### REQUIREMENT
Transcribe the material in full, exactly as written.

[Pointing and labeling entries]
════════════════════

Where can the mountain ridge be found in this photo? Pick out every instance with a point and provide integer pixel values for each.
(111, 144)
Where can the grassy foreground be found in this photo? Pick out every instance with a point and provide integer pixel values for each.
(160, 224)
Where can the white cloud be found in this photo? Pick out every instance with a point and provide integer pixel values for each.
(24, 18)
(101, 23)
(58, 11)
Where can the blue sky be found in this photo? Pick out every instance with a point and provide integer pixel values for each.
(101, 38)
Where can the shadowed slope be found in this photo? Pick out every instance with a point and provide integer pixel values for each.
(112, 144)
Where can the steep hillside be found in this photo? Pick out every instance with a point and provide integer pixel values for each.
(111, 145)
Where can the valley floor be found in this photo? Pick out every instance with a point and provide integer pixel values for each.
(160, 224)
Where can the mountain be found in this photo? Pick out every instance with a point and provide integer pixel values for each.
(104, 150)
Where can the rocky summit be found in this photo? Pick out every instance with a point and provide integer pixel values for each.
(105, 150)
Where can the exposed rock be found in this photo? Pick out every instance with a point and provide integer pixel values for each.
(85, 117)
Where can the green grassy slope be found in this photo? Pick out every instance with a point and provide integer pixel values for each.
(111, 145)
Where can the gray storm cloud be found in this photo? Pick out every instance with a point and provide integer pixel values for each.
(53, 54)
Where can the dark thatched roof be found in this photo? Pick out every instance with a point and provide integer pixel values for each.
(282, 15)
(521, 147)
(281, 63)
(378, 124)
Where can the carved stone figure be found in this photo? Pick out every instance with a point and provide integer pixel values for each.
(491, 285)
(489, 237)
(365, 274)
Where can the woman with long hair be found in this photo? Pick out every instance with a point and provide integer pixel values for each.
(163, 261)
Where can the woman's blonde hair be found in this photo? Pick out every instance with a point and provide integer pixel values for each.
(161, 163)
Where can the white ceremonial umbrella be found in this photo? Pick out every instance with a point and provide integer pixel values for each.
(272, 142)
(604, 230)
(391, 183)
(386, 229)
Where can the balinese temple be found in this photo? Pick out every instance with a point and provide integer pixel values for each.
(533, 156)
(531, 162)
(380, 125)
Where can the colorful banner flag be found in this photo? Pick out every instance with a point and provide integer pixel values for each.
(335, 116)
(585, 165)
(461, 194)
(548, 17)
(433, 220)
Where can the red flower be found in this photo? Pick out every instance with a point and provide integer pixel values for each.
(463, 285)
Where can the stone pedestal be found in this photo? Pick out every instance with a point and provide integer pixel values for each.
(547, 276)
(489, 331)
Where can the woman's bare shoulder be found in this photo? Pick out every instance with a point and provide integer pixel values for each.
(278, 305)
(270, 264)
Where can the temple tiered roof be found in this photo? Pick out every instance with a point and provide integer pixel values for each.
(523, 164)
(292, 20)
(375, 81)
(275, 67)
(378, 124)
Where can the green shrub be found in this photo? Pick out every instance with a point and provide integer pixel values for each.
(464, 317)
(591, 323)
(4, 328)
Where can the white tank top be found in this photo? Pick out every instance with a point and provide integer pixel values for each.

════════════════════

### EXPECTED ANSWER
Where can the mountain ridge be found in this photo? Pick out every instance with a point and provide integer pixel values for each.
(111, 144)
Where can the grassy foreground be found in this photo? Pick out every instance with a point and provide integer pixel values for each.
(160, 224)
Where can the white cloud be found in this photo? Pick out every instance with a point and provide integer pixel values for each.
(24, 18)
(101, 23)
(58, 11)
Where can the blue sky be found in this photo? Pick out every instance with a point and provide integer pixel values for each.
(101, 38)
Where can the shadowed slope be found in this photo? Pick out every instance with a point and provide integer pixel values for each.
(112, 144)
Where can the steep hillside be found in this photo? Pick out every instance with a point and provide integer pixel values for each.
(111, 145)
Where can the valley floor be found in this photo? Pick out every instance with a point and provide integer pixel values for each.
(160, 224)
Where can the mountain be found in this photo? Pick out every instance with a point and provide integer pixel values for each.
(104, 150)
Where can the rocky summit be found in this photo? Pick out every instance with a point and provide integer pixel values for each.
(105, 150)
Where can the exposed rock be found in this photo? Pick out every instance with a point and provide integer pixel values for each.
(85, 117)
Where can the green grassy slope be found in this photo? Pick out every instance with a point and provide integer pixel values for each.
(111, 145)
Where can the gray storm cloud be found in this photo? Pick out every instance with a point and provide integer pixel values for each.
(53, 54)
Where can the dark thatched roof be found in this photo? Pick out every instance with a point and provide integer pixel values for each.
(282, 15)
(521, 147)
(281, 63)
(378, 124)
Where can the carved stone figure be found in this photo? Pick out every instance with a point and provide integer pixel values for each.
(491, 285)
(489, 237)
(365, 274)
Where can the woman with long hair be found in this photo? Pick out every instance with a point and provide integer pixel values for each.
(163, 261)
Where can the woman's blonde hair be found in this photo? Pick out every instance with a point and provide integer pixel values for each.
(161, 163)
Where can the white ceremonial umbrella be found in this photo? Pick out every instance with a point and provide integer pixel values for each.
(272, 142)
(604, 230)
(391, 183)
(386, 229)
Where can the balinese temple be found in this photo? Pick out every instance with a point and provide integer pixel values for each.
(533, 156)
(531, 162)
(380, 125)
Where can the colorful banner flag be found in this photo? Pick out every instance with a point and provide integer pixel values for each.
(335, 116)
(585, 165)
(461, 194)
(548, 17)
(433, 220)
Where can the red flower be found in this photo? Pick out every instance with a point and provide integer pixel values for each.
(463, 285)
Where can the stone pedestal be found in this photo? Pick out every instance with a point and provide integer pixel values for each.
(547, 276)
(489, 331)
Where can the woman's bare shoulder be found in this photo? Pick out every instance with a point and provide integer pixel values for each.
(278, 305)
(270, 264)
Where can the temple tiered roof be found in this photo? Pick out every instance with a point and provide integer pixel values for each.
(523, 164)
(292, 20)
(375, 81)
(275, 67)
(378, 124)
Where can the green shrub be found in this photo? Pick out every instance with a point and provide integer pixel values for each.
(464, 317)
(591, 323)
(4, 328)
Where can the white tank top be found in this photo? Pick out every instance with a point and provide integer pixel values for each.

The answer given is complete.